[Collected data entries]
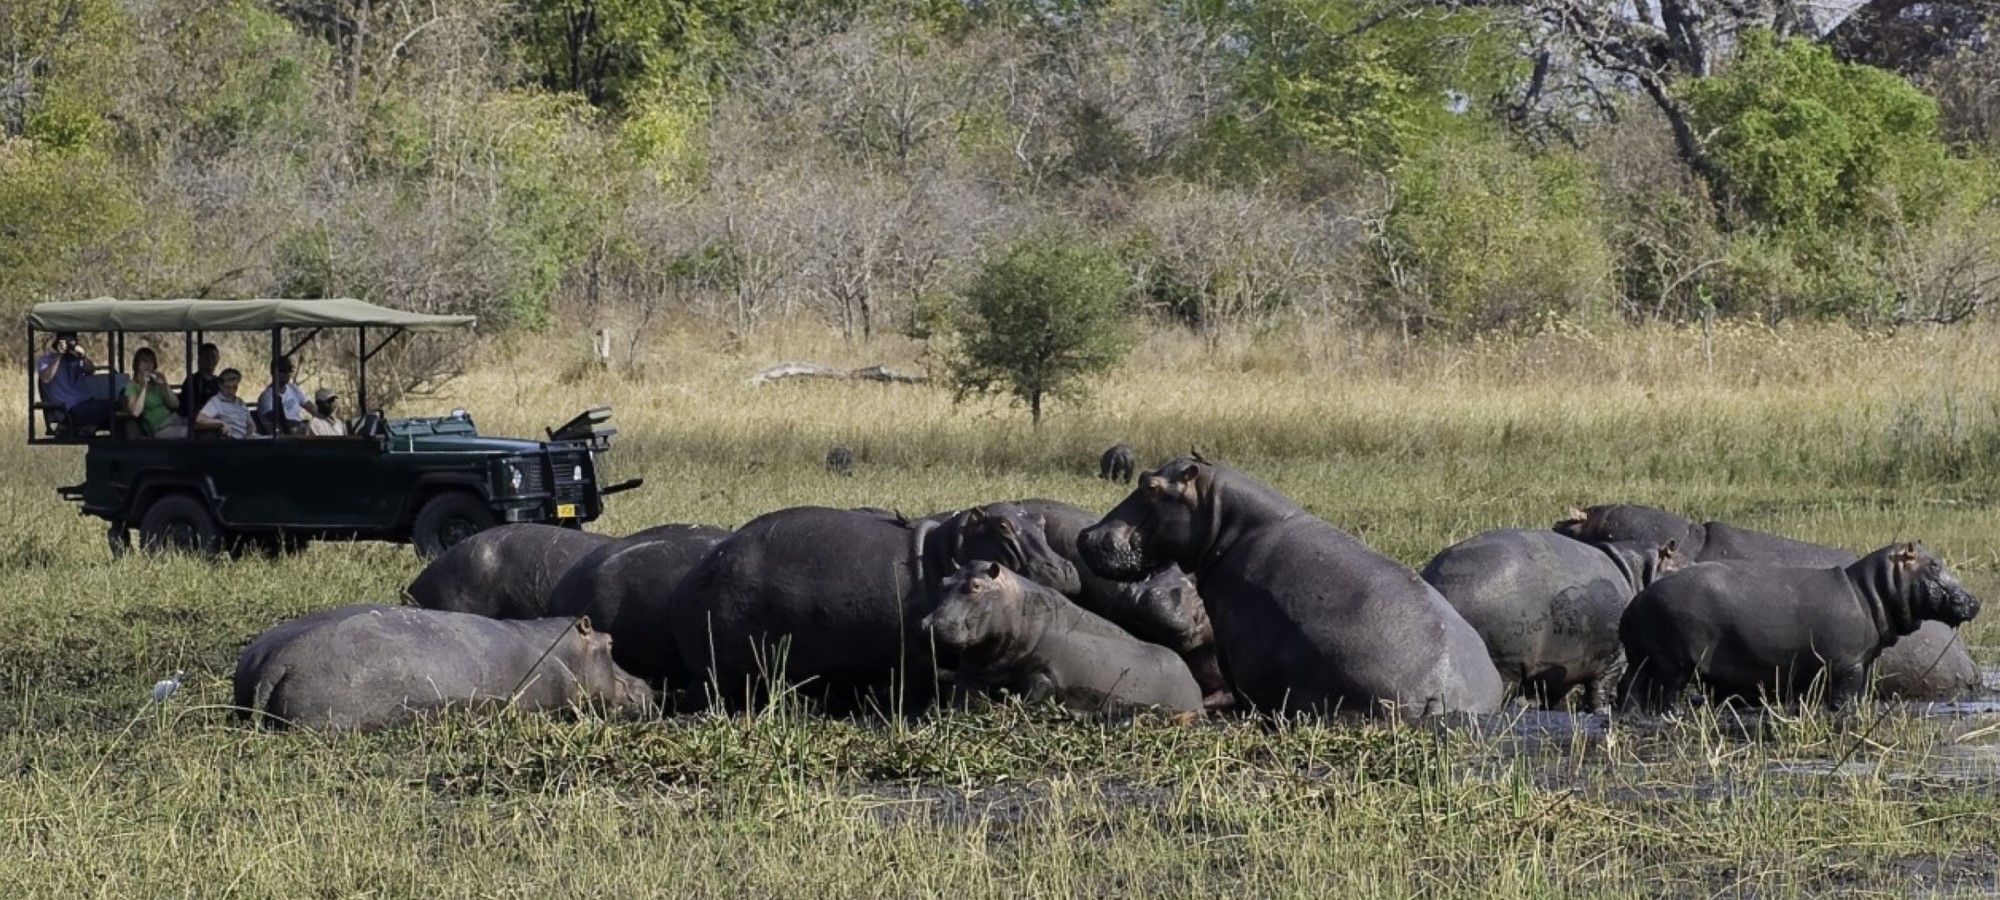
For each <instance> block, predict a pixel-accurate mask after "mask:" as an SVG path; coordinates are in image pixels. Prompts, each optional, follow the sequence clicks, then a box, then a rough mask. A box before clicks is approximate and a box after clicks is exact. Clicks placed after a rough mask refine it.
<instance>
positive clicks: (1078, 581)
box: [1016, 498, 1236, 708]
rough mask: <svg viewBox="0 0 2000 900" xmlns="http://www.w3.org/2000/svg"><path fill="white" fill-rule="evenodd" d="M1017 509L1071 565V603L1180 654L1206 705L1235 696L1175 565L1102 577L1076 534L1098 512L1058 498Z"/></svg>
mask: <svg viewBox="0 0 2000 900" xmlns="http://www.w3.org/2000/svg"><path fill="white" fill-rule="evenodd" d="M1016 504H1018V506H1020V508H1022V510H1028V512H1030V514H1036V516H1042V522H1044V526H1042V532H1044V534H1046V536H1048V546H1050V548H1052V550H1056V554H1060V556H1062V558H1066V560H1070V562H1074V564H1076V576H1078V588H1080V590H1078V592H1076V594H1070V600H1074V602H1076V606H1082V608H1084V610H1088V612H1094V614H1098V616H1104V618H1106V620H1110V622H1112V624H1116V626H1118V628H1124V630H1126V632H1130V634H1132V636H1136V638H1140V640H1148V642H1154V644H1160V646H1164V648H1168V650H1174V652H1178V654H1180V658H1182V662H1186V664H1188V668H1190V670H1192V672H1194V680H1196V682H1200V686H1202V696H1206V698H1208V704H1210V708H1224V706H1230V704H1232V702H1234V700H1236V698H1234V694H1230V688H1228V682H1226V680H1224V678H1222V664H1220V662H1218V658H1216V632H1214V628H1212V626H1210V622H1208V610H1206V608H1204V606H1202V596H1200V592H1198V590H1196V586H1194V578H1188V574H1186V572H1182V570H1180V566H1172V564H1168V566H1164V568H1160V570H1158V572H1150V574H1146V576H1142V578H1138V580H1130V582H1120V580H1114V578H1104V576H1102V574H1098V572H1096V570H1092V568H1090V566H1088V564H1086V562H1084V554H1082V552H1080V550H1078V548H1076V538H1078V536H1080V534H1082V532H1084V528H1090V526H1094V524H1098V516H1096V514H1092V512H1086V510H1082V508H1078V506H1070V504H1066V502H1062V500H1042V498H1036V500H1016Z"/></svg>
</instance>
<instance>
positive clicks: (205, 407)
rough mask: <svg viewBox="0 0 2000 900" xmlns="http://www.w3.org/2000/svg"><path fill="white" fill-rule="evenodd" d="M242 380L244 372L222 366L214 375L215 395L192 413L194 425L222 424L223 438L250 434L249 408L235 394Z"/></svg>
mask: <svg viewBox="0 0 2000 900" xmlns="http://www.w3.org/2000/svg"><path fill="white" fill-rule="evenodd" d="M242 382H244V374H242V372H238V370H234V368H224V370H222V374H220V376H216V388H218V390H216V396H212V398H208V402H206V404H202V410H200V412H196V414H194V424H196V426H210V428H214V426H222V436H224V438H248V436H250V408H248V406H244V400H242V398H240V396H236V386H240V384H242Z"/></svg>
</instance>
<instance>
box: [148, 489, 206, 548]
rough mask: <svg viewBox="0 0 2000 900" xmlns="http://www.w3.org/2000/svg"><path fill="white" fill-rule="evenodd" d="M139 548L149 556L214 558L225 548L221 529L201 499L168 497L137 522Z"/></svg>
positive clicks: (157, 500)
mask: <svg viewBox="0 0 2000 900" xmlns="http://www.w3.org/2000/svg"><path fill="white" fill-rule="evenodd" d="M138 546H140V548H144V550H146V552H154V554H158V552H170V550H172V552H194V554H214V552H216V550H220V548H222V528H218V526H216V518H214V516H210V514H208V506H204V504H202V502H200V500H198V498H194V496H188V494H168V496H162V498H160V500H154V502H152V506H148V508H146V516H144V518H140V520H138Z"/></svg>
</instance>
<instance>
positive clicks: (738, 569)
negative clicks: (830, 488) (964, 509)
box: [666, 506, 944, 702]
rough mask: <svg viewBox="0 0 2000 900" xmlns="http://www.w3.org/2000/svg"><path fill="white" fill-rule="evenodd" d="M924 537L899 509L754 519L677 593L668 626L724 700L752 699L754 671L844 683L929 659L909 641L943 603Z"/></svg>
mask: <svg viewBox="0 0 2000 900" xmlns="http://www.w3.org/2000/svg"><path fill="white" fill-rule="evenodd" d="M922 526H924V528H936V524H934V522H928V524H922ZM920 538H922V532H920V530H918V528H912V526H904V524H898V522H894V520H890V518H884V516H878V514H868V512H852V510H832V508H824V506H798V508H788V510H776V512H768V514H764V516H758V518H754V520H750V522H746V524H744V526H742V528H738V530H736V532H734V534H730V536H728V538H724V540H722V542H718V544H716V546H714V548H712V550H710V552H708V554H706V556H702V560H700V562H698V564H696V566H694V568H692V570H688V574H686V576H684V578H682V580H680V584H678V586H676V588H674V592H672V596H670V598H668V604H666V616H668V626H670V628H668V630H670V632H672V638H674V646H676V648H678V652H680V658H682V662H684V666H686V672H688V674H690V676H692V678H696V680H704V682H706V680H708V678H714V680H716V682H718V688H720V690H722V694H724V696H722V700H726V702H740V700H744V696H742V694H740V690H742V688H744V686H746V682H752V680H768V678H776V676H780V674H782V676H784V680H790V682H794V684H796V682H804V680H808V678H818V680H822V682H824V684H828V686H830V688H840V686H852V684H858V682H876V680H880V678H884V676H886V674H888V672H890V670H894V668H898V662H910V660H914V658H920V656H926V654H922V650H924V648H922V646H918V644H916V642H912V640H906V636H908V634H914V632H916V628H914V626H916V622H918V620H922V618H924V614H926V612H930V602H932V598H930V594H928V592H926V590H922V586H920V580H918V572H916V568H918V558H920V554H916V548H918V540H920ZM942 576H944V574H942V572H940V574H938V578H942ZM780 654H782V656H784V658H782V660H780V658H778V656H780ZM926 678H928V676H926Z"/></svg>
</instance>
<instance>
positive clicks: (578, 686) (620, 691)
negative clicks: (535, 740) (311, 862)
mask: <svg viewBox="0 0 2000 900" xmlns="http://www.w3.org/2000/svg"><path fill="white" fill-rule="evenodd" d="M580 632H588V626H582V628H576V626H572V622H570V620H560V618H544V620H492V618H484V616H472V614H462V612H440V610H420V608H408V606H346V608H338V610H328V612H322V614H312V616H306V618H304V620H296V622H288V624H284V626H278V628H274V630H272V632H266V634H264V636H260V638H258V640H254V642H252V644H250V648H248V650H244V656H242V658H240V660H238V666H236V684H234V692H236V698H238V706H240V708H242V710H252V712H254V714H262V716H268V718H266V722H272V724H306V726H332V728H374V726H384V724H394V722H400V720H406V718H410V716H412V714H416V712H420V710H426V708H438V706H450V704H484V702H514V704H518V706H522V708H534V710H546V708H560V706H568V704H570V702H572V700H576V698H582V696H588V694H592V692H598V690H602V692H606V694H616V696H618V698H620V702H632V704H638V706H640V708H644V706H646V704H650V698H648V696H646V692H644V686H642V684H640V682H638V680H634V678H630V676H626V674H622V672H616V670H614V668H612V666H610V660H608V646H598V648H596V652H598V654H600V656H596V660H598V662H600V664H596V666H592V664H590V658H588V656H586V650H592V648H590V646H586V644H584V640H586V638H582V636H580ZM598 640H604V638H602V636H598ZM590 678H598V680H600V682H598V684H592V682H588V680H590Z"/></svg>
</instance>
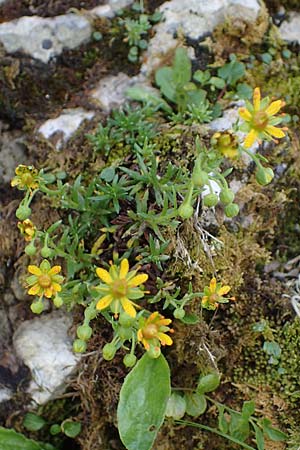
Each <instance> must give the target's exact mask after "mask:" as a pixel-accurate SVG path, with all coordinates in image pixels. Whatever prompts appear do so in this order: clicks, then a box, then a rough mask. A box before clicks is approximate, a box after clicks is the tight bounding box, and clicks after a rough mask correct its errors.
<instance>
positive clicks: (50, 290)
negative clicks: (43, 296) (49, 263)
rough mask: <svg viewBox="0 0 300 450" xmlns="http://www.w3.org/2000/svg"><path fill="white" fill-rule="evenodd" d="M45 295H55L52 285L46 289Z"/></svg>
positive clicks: (50, 295)
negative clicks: (52, 288) (52, 287)
mask: <svg viewBox="0 0 300 450" xmlns="http://www.w3.org/2000/svg"><path fill="white" fill-rule="evenodd" d="M44 295H45V297H47V298H51V297H52V295H53V290H52V288H51V287H50V288H46V289H44Z"/></svg>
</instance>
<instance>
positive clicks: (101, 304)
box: [96, 295, 113, 310]
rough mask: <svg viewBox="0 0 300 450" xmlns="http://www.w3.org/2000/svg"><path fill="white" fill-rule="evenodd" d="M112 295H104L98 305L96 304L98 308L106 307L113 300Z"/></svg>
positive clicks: (101, 298) (100, 300)
mask: <svg viewBox="0 0 300 450" xmlns="http://www.w3.org/2000/svg"><path fill="white" fill-rule="evenodd" d="M112 299H113V298H112V296H111V295H105V296H104V297H102V298H101V299H100V300H99V301H98V303H97V305H96V309H100V310H101V309H105V308H107V307H108V305H109V304H110V303H111V302H112Z"/></svg>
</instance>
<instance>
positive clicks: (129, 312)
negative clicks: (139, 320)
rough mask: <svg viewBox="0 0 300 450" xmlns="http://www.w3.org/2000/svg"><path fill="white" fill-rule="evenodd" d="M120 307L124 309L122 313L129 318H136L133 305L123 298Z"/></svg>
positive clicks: (135, 314)
mask: <svg viewBox="0 0 300 450" xmlns="http://www.w3.org/2000/svg"><path fill="white" fill-rule="evenodd" d="M121 305H122V307H123V309H124V311H125V312H126V313H127V314H128V315H129V316H130V317H135V316H136V310H135V309H134V306H133V303H132V302H131V301H130V300H128V298H126V297H123V298H122V299H121Z"/></svg>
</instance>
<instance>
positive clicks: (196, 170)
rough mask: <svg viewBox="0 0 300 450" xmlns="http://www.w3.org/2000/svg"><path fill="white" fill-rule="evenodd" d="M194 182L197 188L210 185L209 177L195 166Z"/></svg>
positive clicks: (192, 175)
mask: <svg viewBox="0 0 300 450" xmlns="http://www.w3.org/2000/svg"><path fill="white" fill-rule="evenodd" d="M192 181H193V183H194V185H195V186H197V187H202V186H205V185H206V184H208V175H207V173H206V172H205V171H204V170H201V169H200V167H197V166H195V168H194V170H193V174H192Z"/></svg>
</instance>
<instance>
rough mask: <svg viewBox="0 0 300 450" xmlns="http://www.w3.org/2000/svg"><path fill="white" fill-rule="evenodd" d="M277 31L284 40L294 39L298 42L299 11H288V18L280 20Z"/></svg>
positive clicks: (299, 23)
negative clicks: (288, 18)
mask: <svg viewBox="0 0 300 450" xmlns="http://www.w3.org/2000/svg"><path fill="white" fill-rule="evenodd" d="M279 31H280V34H281V37H282V39H284V40H285V41H288V42H293V41H295V42H298V44H300V13H297V12H292V13H290V15H289V20H288V21H284V22H282V24H281V26H280V27H279Z"/></svg>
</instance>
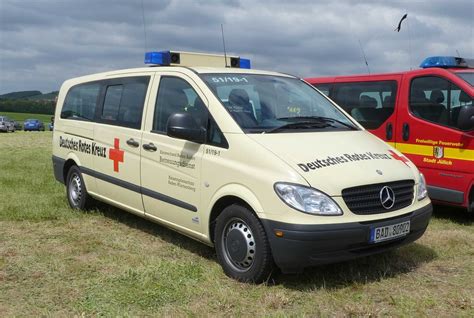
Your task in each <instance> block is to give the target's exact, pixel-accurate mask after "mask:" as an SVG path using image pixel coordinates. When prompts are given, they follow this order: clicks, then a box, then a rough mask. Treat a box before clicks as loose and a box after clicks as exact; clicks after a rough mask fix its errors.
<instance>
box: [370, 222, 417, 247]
mask: <svg viewBox="0 0 474 318" xmlns="http://www.w3.org/2000/svg"><path fill="white" fill-rule="evenodd" d="M408 233H410V221H405V222H402V223H397V224H391V225H386V226H381V227H375V228H372V229H371V230H370V240H369V242H370V243H378V242H382V241H387V240H391V239H395V238H397V237H402V236H405V235H407V234H408Z"/></svg>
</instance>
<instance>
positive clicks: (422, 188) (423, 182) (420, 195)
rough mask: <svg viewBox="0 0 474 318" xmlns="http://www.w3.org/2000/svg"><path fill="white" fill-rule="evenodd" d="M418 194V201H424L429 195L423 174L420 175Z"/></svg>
mask: <svg viewBox="0 0 474 318" xmlns="http://www.w3.org/2000/svg"><path fill="white" fill-rule="evenodd" d="M416 192H417V193H418V201H420V200H423V199H424V198H426V196H427V195H428V190H427V189H426V181H425V176H423V174H422V173H420V182H418V189H417V191H416Z"/></svg>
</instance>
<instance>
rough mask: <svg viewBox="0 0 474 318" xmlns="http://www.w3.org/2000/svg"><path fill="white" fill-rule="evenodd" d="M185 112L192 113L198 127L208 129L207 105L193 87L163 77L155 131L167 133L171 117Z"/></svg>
mask: <svg viewBox="0 0 474 318" xmlns="http://www.w3.org/2000/svg"><path fill="white" fill-rule="evenodd" d="M183 112H188V113H191V114H192V115H193V118H194V119H195V120H196V122H197V124H198V125H200V126H201V127H204V128H206V127H207V120H208V113H207V108H206V105H205V104H204V102H203V101H202V100H201V98H199V96H198V94H197V93H196V92H195V91H194V89H193V88H192V87H191V85H190V84H189V83H188V82H186V81H185V80H183V79H181V78H178V77H169V76H168V77H166V76H165V77H162V78H161V80H160V86H159V88H158V97H157V98H156V105H155V114H154V118H153V131H158V132H163V133H165V132H166V123H167V121H168V118H169V117H170V115H172V114H174V113H183Z"/></svg>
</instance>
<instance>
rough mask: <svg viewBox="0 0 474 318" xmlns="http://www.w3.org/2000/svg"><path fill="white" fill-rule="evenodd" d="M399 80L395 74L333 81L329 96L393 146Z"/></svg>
mask: <svg viewBox="0 0 474 318" xmlns="http://www.w3.org/2000/svg"><path fill="white" fill-rule="evenodd" d="M400 80H401V76H399V75H393V76H390V77H379V78H377V80H373V79H371V80H367V81H353V82H348V81H345V82H339V81H340V80H339V81H338V80H336V82H335V83H334V86H333V88H332V90H331V95H330V96H331V98H332V99H333V100H334V101H335V102H336V103H337V104H339V105H340V106H342V107H343V108H344V110H345V111H347V112H348V113H349V114H350V115H351V116H352V117H353V118H354V119H355V120H357V121H358V122H359V123H360V124H361V125H362V126H364V128H365V129H367V130H369V131H370V132H371V133H373V134H374V135H376V136H377V137H379V138H381V139H382V140H385V141H386V142H388V143H391V144H392V145H394V141H395V140H394V137H395V135H396V129H397V126H396V122H397V116H396V112H395V106H396V105H397V96H398V95H397V94H398V91H399V90H398V86H399V83H400Z"/></svg>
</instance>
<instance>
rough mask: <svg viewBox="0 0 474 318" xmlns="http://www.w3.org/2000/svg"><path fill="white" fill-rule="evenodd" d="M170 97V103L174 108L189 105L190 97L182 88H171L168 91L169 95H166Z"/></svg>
mask: <svg viewBox="0 0 474 318" xmlns="http://www.w3.org/2000/svg"><path fill="white" fill-rule="evenodd" d="M166 97H167V99H168V103H169V105H170V106H171V107H172V108H173V109H174V108H180V107H181V108H183V109H184V108H185V107H187V106H188V97H187V96H186V94H185V93H184V92H183V91H182V90H180V89H179V90H178V89H176V90H169V91H168V96H166Z"/></svg>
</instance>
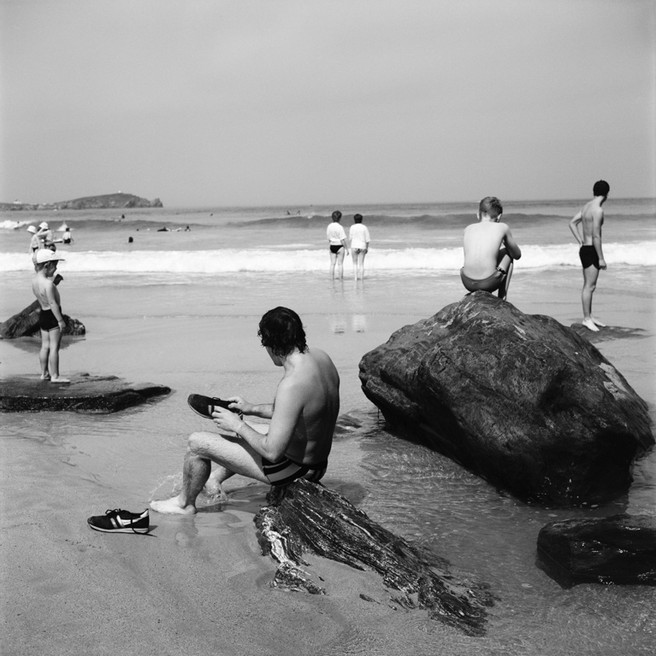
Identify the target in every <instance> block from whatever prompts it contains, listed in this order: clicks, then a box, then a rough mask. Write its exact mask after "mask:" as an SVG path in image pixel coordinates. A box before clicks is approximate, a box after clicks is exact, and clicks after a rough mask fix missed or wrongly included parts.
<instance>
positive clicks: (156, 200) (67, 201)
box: [0, 191, 164, 211]
mask: <svg viewBox="0 0 656 656" xmlns="http://www.w3.org/2000/svg"><path fill="white" fill-rule="evenodd" d="M132 207H164V205H163V204H162V201H161V200H160V199H159V198H155V199H154V200H152V201H150V200H148V199H147V198H141V197H140V196H135V195H134V194H124V193H123V192H120V191H119V192H117V193H115V194H104V195H100V196H84V197H83V198H75V199H73V200H63V201H59V202H56V203H21V202H19V201H14V202H13V203H0V211H7V210H9V211H20V210H100V209H129V208H132Z"/></svg>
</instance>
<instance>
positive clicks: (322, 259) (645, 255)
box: [0, 241, 656, 274]
mask: <svg viewBox="0 0 656 656" xmlns="http://www.w3.org/2000/svg"><path fill="white" fill-rule="evenodd" d="M59 252H60V253H61V254H62V255H63V256H64V257H65V259H66V262H65V263H63V264H62V265H60V269H61V270H62V271H80V272H98V273H102V272H108V273H109V272H117V273H140V272H144V273H145V272H154V273H169V272H171V273H196V274H212V273H232V272H238V271H252V272H263V273H264V272H295V271H323V270H325V269H326V268H327V267H328V262H329V260H328V254H327V252H326V251H325V250H324V249H293V248H291V249H287V250H278V249H276V250H272V249H245V250H242V249H221V250H208V251H131V252H117V251H80V252H77V251H69V252H66V251H65V250H64V249H60V251H59ZM522 254H523V257H522V259H521V260H519V261H518V262H517V263H516V269H520V268H521V269H542V268H558V267H568V266H572V267H578V266H580V262H579V258H578V249H577V248H576V247H575V246H572V245H563V244H556V245H549V246H536V245H528V246H522ZM604 254H605V255H606V261H607V263H608V266H609V267H612V266H614V265H620V266H650V267H651V266H656V242H653V241H644V242H636V243H628V244H618V243H609V244H605V245H604ZM31 266H32V264H31V259H30V256H29V255H27V254H25V253H5V254H3V256H2V260H1V261H0V271H21V270H25V269H30V268H31ZM366 266H367V269H368V270H370V271H453V270H457V269H459V268H460V267H461V266H462V248H461V247H460V246H458V247H453V248H407V249H384V248H382V249H372V251H371V252H370V253H369V255H368V257H367V260H366ZM345 267H346V268H349V267H351V262H350V258H348V257H346V258H345Z"/></svg>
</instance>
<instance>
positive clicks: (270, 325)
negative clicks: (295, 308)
mask: <svg viewBox="0 0 656 656" xmlns="http://www.w3.org/2000/svg"><path fill="white" fill-rule="evenodd" d="M259 327H260V329H259V330H258V332H257V334H258V335H259V337H260V339H261V340H262V346H268V347H269V348H270V349H271V352H272V353H273V354H274V355H277V356H279V357H285V356H286V355H289V354H290V353H291V352H292V351H293V350H294V349H295V348H297V349H298V350H299V351H300V352H301V353H304V352H305V351H307V342H306V338H305V330H303V323H302V322H301V318H300V317H299V316H298V314H296V312H294V310H290V309H289V308H285V307H281V306H279V307H277V308H273V310H269V311H268V312H267V313H266V314H265V315H264V316H263V317H262V318H261V319H260V326H259Z"/></svg>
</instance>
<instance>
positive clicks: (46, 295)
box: [32, 248, 71, 383]
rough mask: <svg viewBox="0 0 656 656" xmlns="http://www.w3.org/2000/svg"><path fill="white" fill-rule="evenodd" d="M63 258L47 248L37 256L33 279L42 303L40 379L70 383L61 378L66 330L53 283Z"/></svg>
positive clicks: (61, 382) (40, 309) (32, 280)
mask: <svg viewBox="0 0 656 656" xmlns="http://www.w3.org/2000/svg"><path fill="white" fill-rule="evenodd" d="M63 259H64V258H63V257H61V256H60V255H57V253H55V252H53V251H51V250H50V249H48V248H42V249H40V250H37V251H36V252H35V253H34V265H35V269H36V273H35V274H34V277H33V278H32V291H33V292H34V295H35V296H36V299H37V301H38V302H39V306H40V308H41V309H40V311H39V328H40V329H41V350H40V351H39V364H40V365H41V380H49V381H50V382H51V383H70V382H71V381H70V380H68V379H67V378H62V377H61V376H60V375H59V346H60V343H61V334H62V330H63V329H64V328H65V327H66V322H65V321H64V315H63V313H62V309H61V299H60V296H59V290H58V289H57V287H56V286H55V283H54V282H53V277H54V275H55V271H56V269H57V264H58V263H59V262H60V261H62V260H63Z"/></svg>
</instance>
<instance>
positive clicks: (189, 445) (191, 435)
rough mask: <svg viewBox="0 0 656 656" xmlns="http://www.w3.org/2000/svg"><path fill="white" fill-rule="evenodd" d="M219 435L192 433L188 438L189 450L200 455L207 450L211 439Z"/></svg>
mask: <svg viewBox="0 0 656 656" xmlns="http://www.w3.org/2000/svg"><path fill="white" fill-rule="evenodd" d="M215 437H218V436H217V435H215V434H214V433H202V432H198V433H192V434H191V435H190V436H189V437H188V438H187V452H188V453H192V454H194V455H200V454H201V453H202V452H204V451H205V450H206V447H207V445H208V442H209V439H211V438H215Z"/></svg>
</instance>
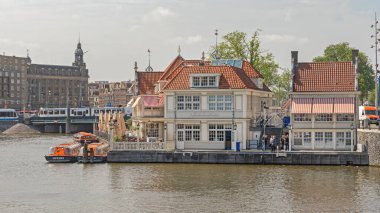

## [Instructions for the task]
Go to the line with "negative clicks: (139, 320)" in the entries above and repeat every line from there through the line with "positive clicks: (196, 170)", exactly and with no other text.

## [Exercise solution]
negative clicks: (139, 320)
rough mask: <svg viewBox="0 0 300 450" xmlns="http://www.w3.org/2000/svg"><path fill="white" fill-rule="evenodd" d="M120 307L124 309L122 313L129 318H136L133 305L123 298Z"/></svg>
positive clicks: (135, 314)
mask: <svg viewBox="0 0 300 450" xmlns="http://www.w3.org/2000/svg"><path fill="white" fill-rule="evenodd" d="M121 305H122V307H123V309H124V311H125V312H126V313H127V314H128V315H129V316H130V317H135V316H136V310H135V309H134V306H133V303H132V302H131V301H130V300H128V298H126V297H123V298H122V299H121Z"/></svg>
</instance>
<instance>
positive clicks: (196, 170)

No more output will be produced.